## Data in this exercise
--*--
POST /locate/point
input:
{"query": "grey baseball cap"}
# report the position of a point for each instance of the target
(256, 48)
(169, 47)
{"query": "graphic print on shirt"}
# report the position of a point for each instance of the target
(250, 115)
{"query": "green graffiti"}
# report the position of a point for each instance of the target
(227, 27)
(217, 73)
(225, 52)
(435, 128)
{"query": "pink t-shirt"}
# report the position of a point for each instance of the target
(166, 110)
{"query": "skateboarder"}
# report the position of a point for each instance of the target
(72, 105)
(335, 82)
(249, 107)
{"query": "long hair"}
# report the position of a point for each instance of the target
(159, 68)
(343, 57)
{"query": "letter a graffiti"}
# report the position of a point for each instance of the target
--*--
## Activity
Within the records above, count each line holding "query". Write down only the number.

## Solution for this exercise
7